Every entry must be transcribed without alteration.

[Point-per-instance localization data]
========================================================================
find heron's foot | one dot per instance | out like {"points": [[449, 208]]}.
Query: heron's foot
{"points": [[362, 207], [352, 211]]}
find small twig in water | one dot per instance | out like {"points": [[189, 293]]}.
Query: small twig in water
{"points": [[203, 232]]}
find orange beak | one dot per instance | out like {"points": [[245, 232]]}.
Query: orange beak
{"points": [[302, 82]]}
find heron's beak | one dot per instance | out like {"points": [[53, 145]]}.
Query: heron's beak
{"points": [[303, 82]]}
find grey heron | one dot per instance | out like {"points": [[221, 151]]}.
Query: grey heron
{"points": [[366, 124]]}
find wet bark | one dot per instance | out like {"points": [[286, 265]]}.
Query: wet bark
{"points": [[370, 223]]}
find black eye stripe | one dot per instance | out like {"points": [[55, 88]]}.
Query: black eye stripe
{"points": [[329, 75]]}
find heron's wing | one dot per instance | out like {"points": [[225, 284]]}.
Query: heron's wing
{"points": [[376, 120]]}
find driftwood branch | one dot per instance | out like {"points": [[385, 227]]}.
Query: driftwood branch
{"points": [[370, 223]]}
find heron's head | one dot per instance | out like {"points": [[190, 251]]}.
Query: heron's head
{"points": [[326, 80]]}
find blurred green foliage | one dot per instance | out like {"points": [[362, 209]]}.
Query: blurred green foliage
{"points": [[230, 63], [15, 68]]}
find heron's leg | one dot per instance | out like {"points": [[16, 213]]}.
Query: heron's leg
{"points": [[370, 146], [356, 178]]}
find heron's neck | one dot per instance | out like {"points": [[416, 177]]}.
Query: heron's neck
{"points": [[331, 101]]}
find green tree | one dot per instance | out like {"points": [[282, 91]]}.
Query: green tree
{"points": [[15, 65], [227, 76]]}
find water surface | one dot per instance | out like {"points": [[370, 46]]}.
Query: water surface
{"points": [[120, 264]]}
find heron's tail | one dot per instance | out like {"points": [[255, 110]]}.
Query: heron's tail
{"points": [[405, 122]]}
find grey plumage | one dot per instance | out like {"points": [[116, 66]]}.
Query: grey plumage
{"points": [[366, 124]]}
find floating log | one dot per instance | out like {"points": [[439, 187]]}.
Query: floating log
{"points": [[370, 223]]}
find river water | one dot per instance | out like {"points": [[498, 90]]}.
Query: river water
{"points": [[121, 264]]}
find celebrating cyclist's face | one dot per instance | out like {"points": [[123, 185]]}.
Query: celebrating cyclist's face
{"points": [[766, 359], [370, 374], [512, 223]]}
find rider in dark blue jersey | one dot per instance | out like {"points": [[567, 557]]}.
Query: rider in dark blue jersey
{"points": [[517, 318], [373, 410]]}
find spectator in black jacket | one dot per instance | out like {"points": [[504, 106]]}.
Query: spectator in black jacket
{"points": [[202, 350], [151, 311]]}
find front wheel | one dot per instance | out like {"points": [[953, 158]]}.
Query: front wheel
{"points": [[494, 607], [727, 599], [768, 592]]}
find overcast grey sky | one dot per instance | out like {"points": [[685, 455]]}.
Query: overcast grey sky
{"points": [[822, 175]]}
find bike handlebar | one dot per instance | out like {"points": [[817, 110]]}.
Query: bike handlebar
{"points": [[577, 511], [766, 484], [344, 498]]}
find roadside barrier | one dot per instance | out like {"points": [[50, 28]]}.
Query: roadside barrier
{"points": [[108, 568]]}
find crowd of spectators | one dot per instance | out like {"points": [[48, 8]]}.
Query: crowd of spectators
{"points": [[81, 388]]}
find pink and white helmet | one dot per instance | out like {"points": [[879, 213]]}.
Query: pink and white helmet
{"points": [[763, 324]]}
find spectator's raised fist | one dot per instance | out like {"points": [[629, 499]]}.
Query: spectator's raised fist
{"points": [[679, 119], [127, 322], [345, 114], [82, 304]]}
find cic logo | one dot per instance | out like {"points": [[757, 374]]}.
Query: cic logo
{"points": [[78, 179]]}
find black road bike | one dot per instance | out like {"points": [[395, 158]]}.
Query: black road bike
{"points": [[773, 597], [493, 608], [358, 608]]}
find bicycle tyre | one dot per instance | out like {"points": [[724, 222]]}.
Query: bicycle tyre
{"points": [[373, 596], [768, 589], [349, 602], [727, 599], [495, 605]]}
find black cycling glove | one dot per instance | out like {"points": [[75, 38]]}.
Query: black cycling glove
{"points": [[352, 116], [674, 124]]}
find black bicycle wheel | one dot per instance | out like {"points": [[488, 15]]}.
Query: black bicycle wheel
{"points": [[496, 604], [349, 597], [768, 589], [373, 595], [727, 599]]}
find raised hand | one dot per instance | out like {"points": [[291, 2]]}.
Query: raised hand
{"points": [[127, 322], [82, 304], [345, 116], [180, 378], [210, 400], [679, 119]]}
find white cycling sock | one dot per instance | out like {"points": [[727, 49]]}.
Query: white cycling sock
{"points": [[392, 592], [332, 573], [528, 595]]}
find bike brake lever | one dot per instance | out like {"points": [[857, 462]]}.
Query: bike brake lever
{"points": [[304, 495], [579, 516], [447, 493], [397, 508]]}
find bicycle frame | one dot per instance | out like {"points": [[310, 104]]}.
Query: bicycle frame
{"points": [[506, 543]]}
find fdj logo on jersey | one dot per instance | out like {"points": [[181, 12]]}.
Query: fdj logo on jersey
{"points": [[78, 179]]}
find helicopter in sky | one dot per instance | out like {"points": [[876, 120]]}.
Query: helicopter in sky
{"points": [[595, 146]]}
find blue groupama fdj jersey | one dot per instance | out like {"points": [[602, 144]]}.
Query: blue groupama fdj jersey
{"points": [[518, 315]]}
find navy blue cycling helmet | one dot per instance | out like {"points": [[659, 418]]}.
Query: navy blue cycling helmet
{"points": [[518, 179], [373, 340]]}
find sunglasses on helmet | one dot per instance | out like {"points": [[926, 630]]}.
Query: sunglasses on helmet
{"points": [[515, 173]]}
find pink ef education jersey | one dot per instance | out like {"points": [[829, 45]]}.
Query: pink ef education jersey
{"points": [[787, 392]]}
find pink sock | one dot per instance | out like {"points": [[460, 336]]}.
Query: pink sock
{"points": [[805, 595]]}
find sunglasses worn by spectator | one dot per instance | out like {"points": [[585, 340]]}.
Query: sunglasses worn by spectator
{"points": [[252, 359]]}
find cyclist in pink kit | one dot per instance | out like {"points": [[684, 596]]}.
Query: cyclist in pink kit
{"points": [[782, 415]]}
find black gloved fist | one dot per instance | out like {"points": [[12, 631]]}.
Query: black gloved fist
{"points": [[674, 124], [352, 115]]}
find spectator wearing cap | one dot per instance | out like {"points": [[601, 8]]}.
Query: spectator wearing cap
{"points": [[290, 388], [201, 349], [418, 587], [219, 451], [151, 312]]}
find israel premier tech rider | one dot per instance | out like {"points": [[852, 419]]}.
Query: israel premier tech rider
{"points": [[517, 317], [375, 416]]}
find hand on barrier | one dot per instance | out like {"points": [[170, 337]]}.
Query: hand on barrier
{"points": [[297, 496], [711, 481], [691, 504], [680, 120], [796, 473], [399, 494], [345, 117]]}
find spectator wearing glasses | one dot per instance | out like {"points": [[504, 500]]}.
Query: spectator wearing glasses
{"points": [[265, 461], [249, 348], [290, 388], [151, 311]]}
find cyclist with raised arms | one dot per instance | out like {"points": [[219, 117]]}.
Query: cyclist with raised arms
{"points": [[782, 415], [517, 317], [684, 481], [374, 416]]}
========================================================================
EXERCISE SOLUTION:
find heron's foot | one dot per instance | out like {"points": [[449, 208]]}.
Query: heron's foot
{"points": [[362, 207], [352, 211]]}
find small twig in water | one dot per instance | out like {"points": [[189, 293]]}.
Query: small twig in water
{"points": [[203, 232]]}
find orange beak | one dot per instance | out like {"points": [[245, 232]]}.
Query: orange beak
{"points": [[302, 82]]}
find heron's beak | one dot per instance | out like {"points": [[53, 145]]}.
Query: heron's beak
{"points": [[303, 82]]}
find grey heron | one dot per instance | out like {"points": [[221, 151]]}.
Query: grey heron
{"points": [[366, 124]]}
find wet bark | one dot per instance | out like {"points": [[286, 265]]}.
Query: wet bark
{"points": [[370, 223]]}
find black eye stripe | one dot per instance | out like {"points": [[55, 88]]}.
Query: black eye stripe
{"points": [[329, 75]]}
find heron's wing | one dot per instance | out like {"points": [[225, 284]]}.
Query: heron's wing
{"points": [[376, 120]]}
find driftwood branch | one dot per instance | out like {"points": [[385, 227]]}.
Query: driftwood branch
{"points": [[370, 223]]}
find heron's head | one dot per instance | out like {"points": [[190, 251]]}.
Query: heron's head
{"points": [[326, 80]]}
find blurred green foliage | one dot per instance | out like {"points": [[362, 209]]}.
Query: blurred green foliage
{"points": [[230, 63], [15, 68]]}
find heron's leg | one dot per instance | out like {"points": [[16, 213]]}.
Query: heron's leg
{"points": [[370, 146], [356, 178]]}
find heron's neck | one dot per instance | out like {"points": [[416, 177]]}.
Query: heron's neck
{"points": [[331, 101]]}
find green tree | one dot per instance | out like {"points": [[282, 91]]}.
Query: green tree
{"points": [[15, 65], [227, 76]]}
find water surface | one dot per instance | out like {"points": [[370, 46]]}.
Query: water surface
{"points": [[120, 264]]}
find heron's tail | one dot per instance | out like {"points": [[255, 110]]}.
Query: heron's tail
{"points": [[405, 122]]}
find grey plumage | one dot per instance | out like {"points": [[116, 66]]}.
Query: grey plumage
{"points": [[366, 124]]}
find floating log | one dot per instance | out like {"points": [[439, 187]]}.
Query: floating log
{"points": [[370, 223]]}
find river water | one dot per instance | out like {"points": [[498, 90]]}.
Query: river water
{"points": [[121, 264]]}
find celebrating cyclist's face | one dot per instance | out like {"points": [[123, 185]]}.
Query: celebrating cyclist's face
{"points": [[766, 359], [370, 374], [512, 223]]}
find rider in dark blue jersey | one dot per instance | out like {"points": [[567, 557]]}.
Query: rider in dark blue jersey
{"points": [[517, 318], [373, 410]]}
find spectator in black jacket | one dot per instance | out like {"points": [[504, 106]]}.
Query: spectator in black jacket
{"points": [[202, 350], [151, 311]]}
find front wheel | one dot per instance | out like {"points": [[953, 158]]}.
Query: front wheel
{"points": [[494, 607], [727, 599], [768, 592]]}
find overcast grey sky | one dot per instance | out like {"points": [[685, 455]]}.
Query: overcast grey sky
{"points": [[822, 175]]}
find bike handlebar | one dot per instance | out like {"points": [[817, 110]]}.
Query: bike handlebar
{"points": [[577, 511], [766, 484], [344, 498]]}
find roadside barrier | one dot per instance | out like {"points": [[50, 28]]}.
Query: roadside barrier
{"points": [[108, 568]]}
find crowd of spectators | one dot per instance | out like {"points": [[48, 8]]}.
Query: crowd of spectators
{"points": [[81, 388]]}
find pink and white helmet | one dot per instance | out like {"points": [[879, 213]]}.
Query: pink and white helmet
{"points": [[763, 324]]}
find spectator's raised fist | one dot per instance | out like {"points": [[629, 499]]}.
Query: spectator's raised fist
{"points": [[679, 119], [127, 322], [345, 114], [82, 304]]}
find cic logo | one dot per instance | out like {"points": [[757, 374]]}.
Query: cic logo
{"points": [[78, 179]]}
find black road bike | one dot per instance | out like {"points": [[395, 158]]}.
Query: black road bike
{"points": [[773, 597], [493, 608], [358, 608]]}
find bicycle tyre | one dot per instance | out like {"points": [[724, 222]]}.
Query: bicycle tyre
{"points": [[373, 596], [768, 589], [349, 602], [727, 599], [495, 605]]}
find black cycling glove | one dot per instance | out like {"points": [[75, 38]]}.
Query: black cycling glove
{"points": [[352, 116], [674, 124]]}
find black bicycle wheel | one dot per instance | out like {"points": [[488, 15]]}.
Query: black bicycle wheel
{"points": [[496, 604], [349, 597], [768, 589], [373, 595], [727, 599]]}
find raised hand | one dot per instance | out like {"points": [[291, 2]]}.
Query: raised hand
{"points": [[127, 322], [82, 304], [345, 116], [180, 378], [210, 400], [679, 119]]}
find white cycling sock | one dot per instance | out like {"points": [[727, 49]]}.
Query: white cycling sock
{"points": [[392, 592], [332, 573], [528, 595]]}
find bike brake lever | one dot per instance | out like {"points": [[857, 462]]}.
Query: bike brake lever
{"points": [[304, 495], [579, 516], [447, 493], [397, 508]]}
find bicycle frame | one dot per instance | out like {"points": [[310, 104]]}.
Query: bicycle frame
{"points": [[506, 543]]}
find fdj logo on jersey | one dot per instance | out like {"points": [[181, 12]]}.
Query: fdj logo on jersey
{"points": [[78, 179]]}
find helicopter in sky | one dot per instance | out like {"points": [[876, 120]]}.
Query: helicopter in sky
{"points": [[595, 146]]}
find blue groupama fdj jersey | one dot per instance | out like {"points": [[602, 144]]}.
Query: blue groupama fdj jersey
{"points": [[518, 315]]}
find navy blue cycling helmet | one dot per instance | out like {"points": [[659, 418]]}.
Query: navy blue cycling helmet
{"points": [[518, 179], [373, 340]]}
find sunglasses on helmet | one dot per instance | out like {"points": [[926, 630]]}.
Query: sunglasses on helmet
{"points": [[515, 173]]}
find pink ef education jersey | one dot per instance | out like {"points": [[829, 45]]}.
Query: pink ef education jersey
{"points": [[787, 392]]}
find pink sock | one dot per instance | out like {"points": [[460, 336]]}.
Query: pink sock
{"points": [[805, 595]]}
find sunglasses worn by spectator | one dot per instance | out like {"points": [[585, 340]]}.
Query: sunglasses worn by spectator
{"points": [[252, 359]]}
find cyclist in pink kit | one dot per instance | out like {"points": [[684, 596]]}.
Query: cyclist in pink kit
{"points": [[782, 415]]}
find black gloved fist | one dot per instance | out like {"points": [[12, 631]]}.
Query: black gloved fist
{"points": [[674, 124], [352, 115]]}
find spectator wearing cap | one dot per instance | out like {"points": [[601, 8]]}.
Query: spectator wearing cap
{"points": [[290, 388], [201, 349], [418, 587], [219, 451], [151, 312]]}
find israel premier tech rider | one dot per instance | out like {"points": [[852, 419]]}.
Query: israel premier tech rider
{"points": [[517, 317], [375, 416]]}
find hand on barrier | one dot per instance | out like {"points": [[170, 337]]}.
Query: hand on barrier
{"points": [[297, 496], [711, 481], [691, 504], [680, 120], [796, 473], [399, 494], [345, 117]]}
find spectator wearing glasses | one dot per instance | out like {"points": [[504, 500]]}.
Query: spectator wearing glasses
{"points": [[265, 461], [249, 348], [290, 388], [151, 311]]}
find cyclist with raised arms | one dot per instance | out like {"points": [[219, 117]]}.
Query: cyclist with raised arms
{"points": [[782, 415], [517, 317], [684, 481], [374, 416]]}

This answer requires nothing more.